Consigna de trabajo: ¿Puedes continuar el texto sobre el lenguaje con que los gobiernos cubano y venezolano descalifican a quienes protestan, a partir de su última oración?

Texto de estudio:
######

El irrespeto colosal por esos muchachos baleados por militares o por paramilitares, cuando dice el grotesco tiranuelo que “la juventud no puede ser llamada a quemar un hospital materno por 300 mil bolívares”, o que ellos han muerto engañados por esa oligarquía que les paga de acuerdo con la envergadura del acto vandálico que cometan.
La prensa cubana, aunque ha intentado no informar o desinformar llanamente sobre lo que ocurre, ha tenido que hablar de ello y se pregunta “¿cómo querer a una turba que incendia, desvalija comercios, asesina adolescentes, que ataca un hospital materno infantil?”, y los llama “rehenes (preñados de carencias materiales y del espíritu) de fuerzas nacionales e imperiales que pagan pero desprecian”.
Tanto para el gobierno cubano como para el venezolano y sus cómplices, la “derecha violenta y golpista” son millones de personas a las que ya no les interesa izquierdas ni derechas —aunque muchos no quieran que les impongan el socialismo—, porque lo principal para ellas es que ya no acepten más tiranía y miseria, más corrupción y mentira.
Pero ese es el lenguaje que siempre ha privilegiado el castrismo, que consiste básicamente en fanfarronear y echar basura sobre el enemigo. Así desbarran los caciques bolivarianos y sus “enchufados” y el “pueblo” que aparece en las entrevistas, siempre apoyando al grupo de gobierno, siempre hablando en ese estilo de metralleta verborreica que tan bien conocemos aquí.
Después de barbaridades como “golpe de estado parlamentario”, o “golpe mediático” y hasta “golpe electoral”, hay académicos no cubanos, pero de entraña fidelista, que son capaces de perpetrar algo tan desmesurado como el término “terrorismo semiótico”, que es nada menos que las opiniones contrarias al chavismo.

######

Datos de señalamiento basados en imágenes
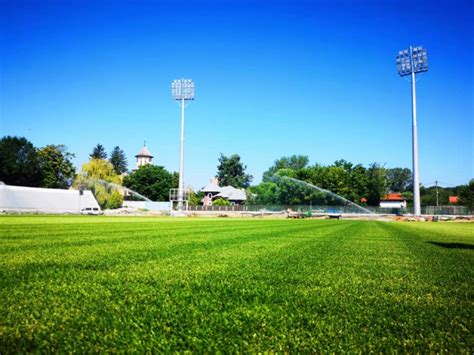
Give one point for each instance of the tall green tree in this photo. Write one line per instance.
(118, 160)
(399, 179)
(96, 175)
(152, 181)
(231, 171)
(19, 163)
(99, 169)
(376, 184)
(466, 195)
(294, 162)
(57, 168)
(98, 152)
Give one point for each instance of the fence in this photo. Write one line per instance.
(430, 210)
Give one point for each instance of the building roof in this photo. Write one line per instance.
(231, 193)
(394, 196)
(144, 152)
(212, 187)
(453, 199)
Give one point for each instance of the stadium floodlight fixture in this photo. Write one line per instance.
(413, 61)
(182, 90)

######

Respuesta del ejercicio:
Y, sin embargo, la propia prensa cubana —aunque tratando de no alarmar demasiado sobre las consecuencias aquí de una debacle allá— ha debido reconocer que la situación es muy crítica. Dice una periodista: “Alguien me comenta que solo un milagro salva a los venezolanos. Mi respuesta es que este pueblo parece ir de milagro en milagro”.
Óliver Zamora Oria, que intenta emular con Randy Alonso en falsedad y desfachatez, como si no hubiera visto a Maduro reconocer que habían sido abatidos “jóvenes comprados y engañados por la derecha golpista”, se atrevió a decir, moderando una Mesa Redonda: “Al final, los muertos siempre los ponen los chavistas”.
Mientras, Telesur, que exalta a guerrillas colombianas, asesinos de ETA y genocidas como Al-Asad, está cumpliendo a la perfección su misión de joya de ese Sistema Informativo de la Televisión Cubana que tanto hubiera admirado Goebbels, y ya es diestra en la desinformación pura, en la mentira como piedra fundamental de la realidad descrita, en deformar el idioma para que “terrorismo”, “amor”, “paz”, “democracia”, sean otra cosa al tiempo que descalifica por todos los medios a cualquier persona o entidad que no comulgue con sus patrañas.
Como en las redes circulan imágenes de las corajudas mujeres que enfrentan el aparataje represor del gobierno, ahora las mujeres del chavismo son convocadas nada menos que a una Tribuna Antimperialista. Parece increíble tanta transparencia.
Ya Chávez había dicho hace años que le hubiera gustado que Venezuela siguiera a Cuba en no permanecer a la OEA. Ahora, que la presión de los países miembros de ese organismo aumenta y que por fin ha llegado la orden desde La Habana, Maduro manda la salida de su país de esa institución regional tan despreciada por estos pretendidos demócratas y redentores.
Aunque es cuestión de tiempo la derrota del castrismo en esta batalla venezolana, ese fracaso, como ha ocurrido en Cuba, ha de pagarlo el país a un precio inconmensurable: la destrucción de la nación, la profunda fractura de la sociedad, la secuela de heridas que perdurarán mucho en el tiempo, además de un continuo éxodo de gente que huye de la hecatombe y del daño y la muerte para muchos de sus hijos.